WHAT THE TASK ASKS: Reproduce the lines word for word, starting with the line that contains "Annotation guideline: for every instance of the door" and ending with the last line, both included. Leave the pictures out of your answer.

EXTRACTED INFORMATION:
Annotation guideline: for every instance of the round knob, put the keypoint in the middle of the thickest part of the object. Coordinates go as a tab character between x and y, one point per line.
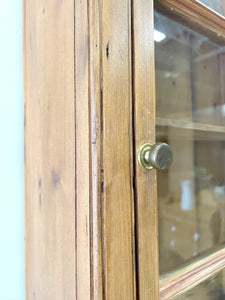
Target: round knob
158	156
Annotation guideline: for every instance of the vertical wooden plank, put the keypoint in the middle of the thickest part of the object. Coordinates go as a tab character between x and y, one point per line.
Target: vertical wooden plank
82	165
96	195
118	223
49	149
144	96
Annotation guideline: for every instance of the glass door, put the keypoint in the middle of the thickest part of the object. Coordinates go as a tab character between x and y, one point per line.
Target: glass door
185	51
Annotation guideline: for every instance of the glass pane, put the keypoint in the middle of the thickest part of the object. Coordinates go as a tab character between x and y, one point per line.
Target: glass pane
216	5
190	117
210	289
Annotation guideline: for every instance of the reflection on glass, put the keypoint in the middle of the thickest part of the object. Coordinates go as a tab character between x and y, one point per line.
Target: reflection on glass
190	117
210	289
216	5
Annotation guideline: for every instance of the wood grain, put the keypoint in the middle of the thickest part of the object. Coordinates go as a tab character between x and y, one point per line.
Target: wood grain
96	151
118	210
197	16
191	275
144	130
82	151
49	149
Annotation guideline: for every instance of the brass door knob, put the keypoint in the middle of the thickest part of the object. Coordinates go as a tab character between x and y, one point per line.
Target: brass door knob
158	156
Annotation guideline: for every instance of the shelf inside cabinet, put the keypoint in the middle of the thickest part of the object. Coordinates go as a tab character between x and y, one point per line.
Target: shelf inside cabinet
189	130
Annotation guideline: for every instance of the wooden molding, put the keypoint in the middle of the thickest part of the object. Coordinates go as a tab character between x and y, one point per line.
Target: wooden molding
196	15
191	275
144	131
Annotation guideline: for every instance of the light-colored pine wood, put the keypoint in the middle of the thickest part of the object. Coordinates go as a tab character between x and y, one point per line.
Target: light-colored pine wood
144	117
118	213
197	16
49	149
95	145
191	275
82	151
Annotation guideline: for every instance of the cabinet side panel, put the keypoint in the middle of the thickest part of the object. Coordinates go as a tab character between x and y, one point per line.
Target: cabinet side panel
49	149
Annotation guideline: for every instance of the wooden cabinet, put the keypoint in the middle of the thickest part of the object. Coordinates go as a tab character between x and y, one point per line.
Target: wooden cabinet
99	85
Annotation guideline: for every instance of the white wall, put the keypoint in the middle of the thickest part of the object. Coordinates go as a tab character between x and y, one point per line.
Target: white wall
11	152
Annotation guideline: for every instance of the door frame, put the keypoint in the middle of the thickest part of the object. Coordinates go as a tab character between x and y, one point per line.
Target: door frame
79	204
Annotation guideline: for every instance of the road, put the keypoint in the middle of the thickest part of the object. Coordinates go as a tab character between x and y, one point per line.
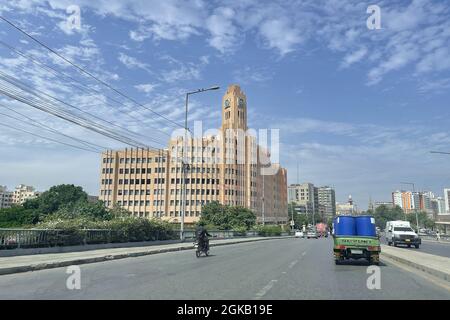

TASK ANSWER:
Annotation guideline: for every instance of the door frame, put the keypoint in the middle of the thickest part of the object. Coordinates go as a tab character between x and y, one point per line.
Target: door frame
79	204
Annotation guideline: for every instance of the road, put the keypoint in the middle of the thickest part of the object. Coordinates go as a tab character between x and y, one point per line.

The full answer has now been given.